WORK TO BE COMPLETED ▸
Determine how many lines of the listing contain the word "blurred". The reply is that number alone.

————

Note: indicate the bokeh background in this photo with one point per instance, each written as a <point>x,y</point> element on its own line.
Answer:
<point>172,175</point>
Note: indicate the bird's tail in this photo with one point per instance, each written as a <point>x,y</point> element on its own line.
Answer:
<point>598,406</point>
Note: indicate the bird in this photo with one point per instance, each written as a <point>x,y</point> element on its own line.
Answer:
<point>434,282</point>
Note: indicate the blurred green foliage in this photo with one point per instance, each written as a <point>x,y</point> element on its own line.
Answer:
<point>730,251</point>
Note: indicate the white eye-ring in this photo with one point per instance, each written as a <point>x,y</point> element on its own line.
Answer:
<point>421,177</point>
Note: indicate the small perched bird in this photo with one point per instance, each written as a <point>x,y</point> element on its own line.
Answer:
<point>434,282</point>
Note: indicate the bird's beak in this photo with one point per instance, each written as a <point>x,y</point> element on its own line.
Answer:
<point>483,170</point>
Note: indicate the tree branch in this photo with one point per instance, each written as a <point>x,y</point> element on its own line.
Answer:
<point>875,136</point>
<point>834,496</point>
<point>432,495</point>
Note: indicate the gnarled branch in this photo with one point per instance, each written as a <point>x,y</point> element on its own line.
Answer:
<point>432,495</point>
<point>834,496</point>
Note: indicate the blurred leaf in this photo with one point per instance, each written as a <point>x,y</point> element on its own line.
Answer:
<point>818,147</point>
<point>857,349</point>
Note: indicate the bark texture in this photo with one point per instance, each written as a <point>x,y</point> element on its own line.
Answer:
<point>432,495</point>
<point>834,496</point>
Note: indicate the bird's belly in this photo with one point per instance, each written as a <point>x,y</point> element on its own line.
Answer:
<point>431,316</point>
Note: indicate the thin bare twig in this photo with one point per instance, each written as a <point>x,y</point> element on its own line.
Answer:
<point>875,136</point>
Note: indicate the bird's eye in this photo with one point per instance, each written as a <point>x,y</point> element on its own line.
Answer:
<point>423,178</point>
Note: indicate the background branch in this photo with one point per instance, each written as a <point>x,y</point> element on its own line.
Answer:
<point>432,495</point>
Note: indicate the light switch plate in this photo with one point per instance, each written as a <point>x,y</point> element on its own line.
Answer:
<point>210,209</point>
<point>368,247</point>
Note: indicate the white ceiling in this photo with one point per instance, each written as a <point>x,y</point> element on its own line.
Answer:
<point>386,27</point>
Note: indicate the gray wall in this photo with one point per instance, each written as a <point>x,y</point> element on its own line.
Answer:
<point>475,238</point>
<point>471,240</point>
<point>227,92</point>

————

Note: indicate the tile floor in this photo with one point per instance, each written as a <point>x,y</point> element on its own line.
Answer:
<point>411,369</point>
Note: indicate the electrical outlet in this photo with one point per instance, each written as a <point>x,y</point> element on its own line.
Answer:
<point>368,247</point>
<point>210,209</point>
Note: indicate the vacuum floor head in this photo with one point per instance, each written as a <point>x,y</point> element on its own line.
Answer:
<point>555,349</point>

————

SOLUTION ▸
2